Excerpt:
Actually, citation context can provide direct information about an instance of citation. Researchers did not use these citation contexts directly to retrieve literature, but use these citation contexts to improve the traditional retrieval systems. One of the most important reasons is that it is very hard to collect all the citation contexts of the retrieved literatures. In the past, information regarding citation context was not readily accessible due to the lack of full text of citing papers. Researchers often had to extract the necessary information through a manual process. For example, O’Connor (O’ Connor 1982, 1983) extracted single words from citation contexts. Small (1986) extracted concepts from citation contexts to name a cluster of a co-citation network. In recent years, full text literatures are more accessible. PubMed Central provides full text documents in XML format. In this paper we will introduce the design of a literature retrieval system based on all full text documents in PubMed Central.

We design two modules for the retrieval system. One is the reference retrieval module based on citation context. In this module, the system can be used to recommend relevant literatures to users. Another is the citation context retrieval module for searching the citation contexts of a specific paper. This module facilitates users to analyze citation contexts to further understanding the retrieved literatures. We expect that this system could help researchers find the needed documents more quickly and accurately.

Related work

Citation context analysis

The citation context analysis includes the application of the citation position and citation content.

Citation positions are considered in co-citation analysis. Elkiss et al. (2008) and Liu and Chen (2012) studied co-citations in an article at four levels: the sentence level, the paragraph level, the section level, and the paper level. Elkiss found that papers co-cited at a finer granularity are more similar to each other than papers co-cited at a coarser granularity. For example, papers co-cited at the sentence level have a stronger relationship than papers co-cited at the section level. Liu found that sentence-level co-citations are potentially more efficient candidates for co-citation analysis. Gipp and Beel (2009) classified the co-citation into five categories based on occurrence positions: within the same sentence, the same paragraph, the same chapter, the same journal and the same journal but different editions. In each category, a co-citation is given a different value of 1, 1/2, 1/4, 1/8 or 1/16. The result shows that the weighted co-citation analysis yields much more similar documents than traditional co-citation analysis. Callahan et al. (2010) used a similar method to calculate the co-citation strength. Recently, Boyack et al. (2012) used the co-citation proximity to improve the co-citation clustering performance. He found that taking into account reference proximity from full text can increase the textual coherence of a co-citation cluster solution by up to 30 % over the traditional approach based on bibliographic information.

Work instructions:
1. Answer these questions about the excerpt:
(a) In what format does PubMed Central provide full text documents?
(b) What are the two modules designed for the retrieval system?
(c) By up to what percentage did Boyack et al. find that reference proximity can increase the textual coherence of a co-citation cluster solution?
2. Reproduce a passage of the excerpt word for word, starting with "We design two" and going on through "and citation content.".
Rely on the excerpt alone, with no outside knowledge.

Provided data:
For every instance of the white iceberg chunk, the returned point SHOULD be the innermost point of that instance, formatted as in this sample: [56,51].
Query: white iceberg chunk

Answers provided:
1.
(a) XML format.
(b) A reference retrieval module based on citation context, and a citation context retrieval module for searching the citation contexts of a specific paper.
(c) Up to 30 %.

2.
We design two modules for the retrieval system. One is the reference retrieval module based on citation context. In this module, the system can be used to recommend relevant literatures to users. Another is the citation context retrieval module for searching the citation contexts of a specific paper. This module facilitates users to analyze citation contexts to further understanding the retrieved literatures. We expect that this system could help researchers find the needed documents more quickly and accurately.

Related work

Citation context analysis

The citation context analysis includes the application of the citation position and citation content.